● Available records:
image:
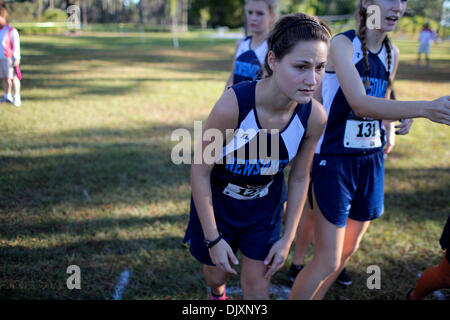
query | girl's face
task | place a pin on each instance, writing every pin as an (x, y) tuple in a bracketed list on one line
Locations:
[(390, 12), (259, 17), (300, 72)]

● Exercise: Print every record above exactly, with no pictures.

● Written response:
image:
query | girl's face
task | place a pin on each instance, writing every pin as an (x, y) tuple in a bracketed list on one line
Locations:
[(390, 12), (259, 17), (300, 72)]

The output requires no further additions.